Look for "potted" in the listing below. Gather each line that contains it.
______________________________
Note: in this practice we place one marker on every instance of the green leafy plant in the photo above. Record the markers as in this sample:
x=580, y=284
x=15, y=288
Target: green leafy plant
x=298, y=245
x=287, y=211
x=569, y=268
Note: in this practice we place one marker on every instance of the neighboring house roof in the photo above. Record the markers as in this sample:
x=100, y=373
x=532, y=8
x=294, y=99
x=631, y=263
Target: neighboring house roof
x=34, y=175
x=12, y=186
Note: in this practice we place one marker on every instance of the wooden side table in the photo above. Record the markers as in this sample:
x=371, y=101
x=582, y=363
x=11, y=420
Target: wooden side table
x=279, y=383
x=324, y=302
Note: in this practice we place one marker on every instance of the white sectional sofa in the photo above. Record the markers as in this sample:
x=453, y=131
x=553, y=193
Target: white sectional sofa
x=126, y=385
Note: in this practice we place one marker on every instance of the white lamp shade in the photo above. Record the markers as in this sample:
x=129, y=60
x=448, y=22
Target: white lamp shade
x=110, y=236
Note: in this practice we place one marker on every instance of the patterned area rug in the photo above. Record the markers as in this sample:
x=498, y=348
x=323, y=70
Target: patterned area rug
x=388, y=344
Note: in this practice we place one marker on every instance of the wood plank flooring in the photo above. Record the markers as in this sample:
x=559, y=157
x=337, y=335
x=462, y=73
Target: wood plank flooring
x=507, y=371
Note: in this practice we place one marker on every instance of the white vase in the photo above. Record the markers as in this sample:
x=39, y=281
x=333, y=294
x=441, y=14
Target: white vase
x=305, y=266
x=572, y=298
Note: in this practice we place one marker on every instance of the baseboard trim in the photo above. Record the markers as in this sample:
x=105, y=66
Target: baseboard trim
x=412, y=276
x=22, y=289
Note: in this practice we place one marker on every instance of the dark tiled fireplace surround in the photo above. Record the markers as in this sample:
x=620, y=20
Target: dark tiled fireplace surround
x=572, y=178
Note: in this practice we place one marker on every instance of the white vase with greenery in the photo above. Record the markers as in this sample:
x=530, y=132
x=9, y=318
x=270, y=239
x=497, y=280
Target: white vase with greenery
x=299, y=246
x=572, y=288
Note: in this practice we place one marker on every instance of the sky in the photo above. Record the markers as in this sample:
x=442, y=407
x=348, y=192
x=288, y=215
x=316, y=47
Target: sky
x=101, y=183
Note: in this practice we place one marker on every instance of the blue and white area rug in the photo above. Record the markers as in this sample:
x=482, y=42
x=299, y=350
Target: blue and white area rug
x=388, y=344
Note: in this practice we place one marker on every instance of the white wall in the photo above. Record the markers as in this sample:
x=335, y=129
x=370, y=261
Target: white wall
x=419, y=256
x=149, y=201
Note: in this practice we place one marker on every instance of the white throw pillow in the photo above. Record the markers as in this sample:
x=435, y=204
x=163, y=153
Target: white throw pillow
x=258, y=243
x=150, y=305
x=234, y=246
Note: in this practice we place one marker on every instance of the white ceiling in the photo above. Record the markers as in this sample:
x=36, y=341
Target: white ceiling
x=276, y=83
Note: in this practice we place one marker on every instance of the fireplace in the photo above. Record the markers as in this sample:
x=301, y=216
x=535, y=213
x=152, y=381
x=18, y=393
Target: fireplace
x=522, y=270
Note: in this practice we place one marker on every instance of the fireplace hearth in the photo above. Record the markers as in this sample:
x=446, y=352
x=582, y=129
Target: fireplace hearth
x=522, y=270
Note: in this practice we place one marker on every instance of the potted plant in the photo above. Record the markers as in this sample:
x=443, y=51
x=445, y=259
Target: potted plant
______________________________
Task solution:
Note: in this practice we place one marker on every instance of the potted plant in the photo above. Record the markers as in this sample:
Target: potted plant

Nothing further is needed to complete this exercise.